### Task material
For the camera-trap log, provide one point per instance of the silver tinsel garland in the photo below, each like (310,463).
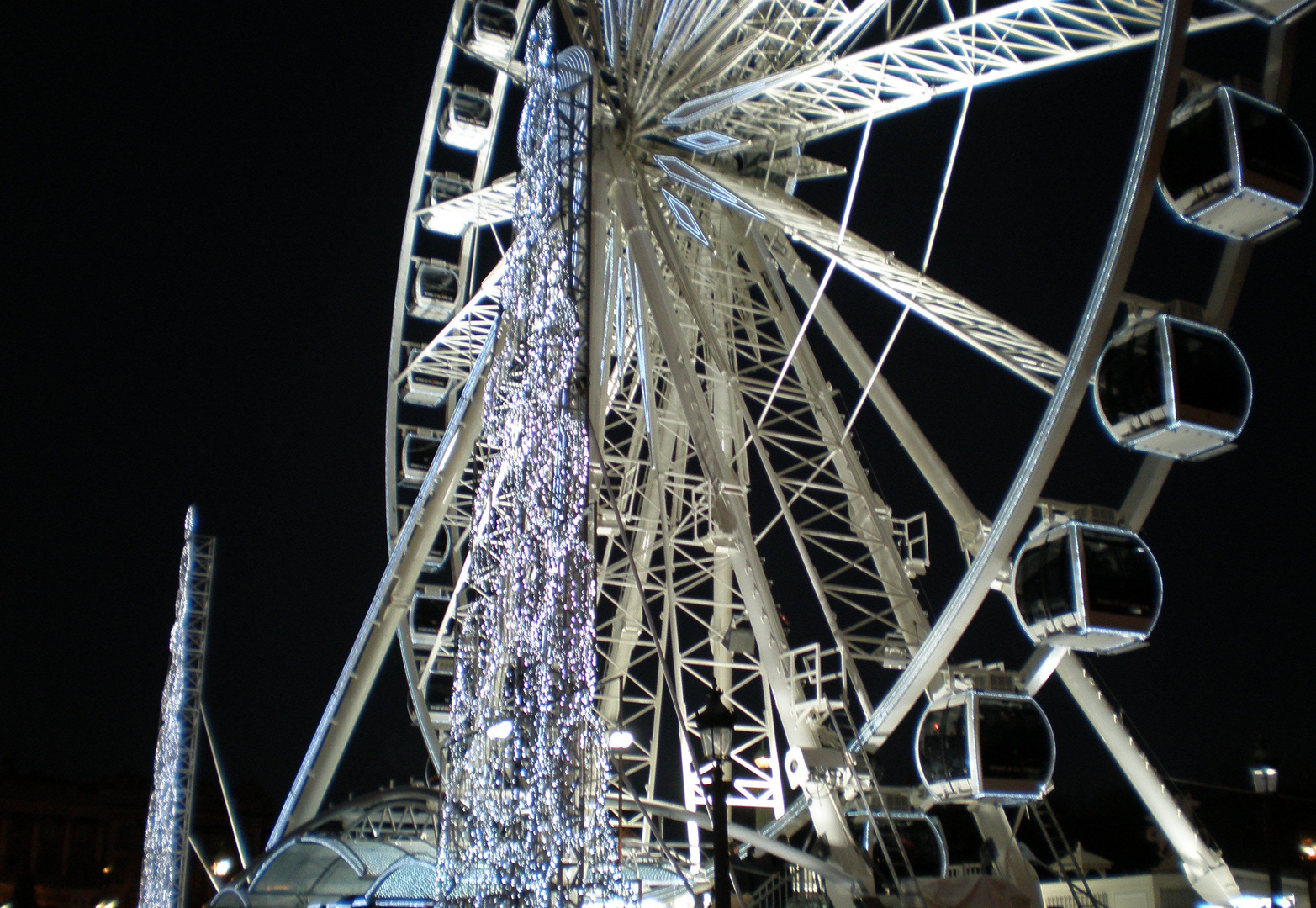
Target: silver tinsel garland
(524,819)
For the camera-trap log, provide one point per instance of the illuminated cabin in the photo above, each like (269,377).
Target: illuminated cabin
(980,745)
(493,32)
(1086,587)
(1173,387)
(466,119)
(1234,165)
(435,291)
(425,390)
(920,838)
(419,449)
(447,186)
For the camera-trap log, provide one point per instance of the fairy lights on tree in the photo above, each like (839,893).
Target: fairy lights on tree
(169,820)
(524,819)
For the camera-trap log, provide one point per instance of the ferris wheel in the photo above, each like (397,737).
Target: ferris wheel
(715,436)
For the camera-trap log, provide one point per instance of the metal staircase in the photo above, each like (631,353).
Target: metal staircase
(1066,865)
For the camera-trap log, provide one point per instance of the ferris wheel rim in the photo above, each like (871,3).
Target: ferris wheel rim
(400,307)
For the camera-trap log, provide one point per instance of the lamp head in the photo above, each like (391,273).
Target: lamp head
(1265,778)
(716,723)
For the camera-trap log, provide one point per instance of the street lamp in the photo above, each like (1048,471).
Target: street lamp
(1265,780)
(619,742)
(716,723)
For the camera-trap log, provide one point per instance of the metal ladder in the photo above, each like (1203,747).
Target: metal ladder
(794,887)
(887,835)
(1066,865)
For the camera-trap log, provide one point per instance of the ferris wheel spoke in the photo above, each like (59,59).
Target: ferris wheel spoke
(481,209)
(982,330)
(822,99)
(728,509)
(970,523)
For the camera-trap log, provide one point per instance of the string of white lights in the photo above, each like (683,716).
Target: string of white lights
(169,817)
(524,817)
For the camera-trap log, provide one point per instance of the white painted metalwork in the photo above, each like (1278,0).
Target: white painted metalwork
(712,432)
(828,97)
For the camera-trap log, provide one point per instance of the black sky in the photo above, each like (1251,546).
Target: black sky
######
## Exercise goal
Reproduce all of the material above, replacing every occurrence of "camera-trap log" with "night survey log" and keeping everything else unchanged. Leave the pictures out of your copy.

## Right answer
For the night survey log, provide one point per instance of the silver tinsel garland in the photo below, each like (310,463).
Target: silver tinsel garland
(524,819)
For the night survey log, provide one point per instance of the illuminated cabin in the photo above, each like (269,377).
Target: illuminated cabin
(980,745)
(493,32)
(1086,587)
(1173,387)
(466,119)
(1234,165)
(435,291)
(425,390)
(920,838)
(419,449)
(447,186)
For the night survey log, provide one point per instance of the fairy lights on tree in the photo above, each like (839,893).
Target: fairy lights on tree
(169,820)
(524,819)
For the night survey log, provide one point per instance of the ferris wheel in the photo above, each like (397,737).
Target: ferris wheel
(715,436)
For the night survey log, provide one point per instance of the metal staircase in the photo above, each like (631,353).
Target: metal staircase
(1066,865)
For the night survey log, provide one point per instance of the ferris wheel rim in the photo above, each like (871,3).
Target: ferris wheel rim
(400,307)
For the night survey log, provide one point per instance of the lamp head in the photo above, each like (391,273).
Target: lamp head
(1265,778)
(716,723)
For the night survey log, provide one point per instance of the street lamp in the photo above, each like (1048,471).
Target: street lamp
(1265,780)
(619,742)
(716,723)
For the night survey log, provide one point per instance of the metal ladder in the photo above, each like (1203,747).
Target: metal ladder
(794,887)
(887,835)
(1066,865)
For the night survey log, provide one point per instance of the ferris wheel spoke in the photo above, each like (59,59).
Target: ferris wheel spoke
(481,209)
(982,330)
(822,99)
(728,509)
(970,523)
For the night survey log, provide one point per instance of the string of white lights in the photo above, each like (683,716).
Target: string of white lights
(169,817)
(524,817)
For the night survey log, provide one point per instance of the white painted metalwork in the photo above, each like (1278,0).
Target: white painted metalwork
(712,432)
(828,97)
For the night survey log, provide one point per instance of the black sky in the photo above, each like (1251,546).
Target: black sky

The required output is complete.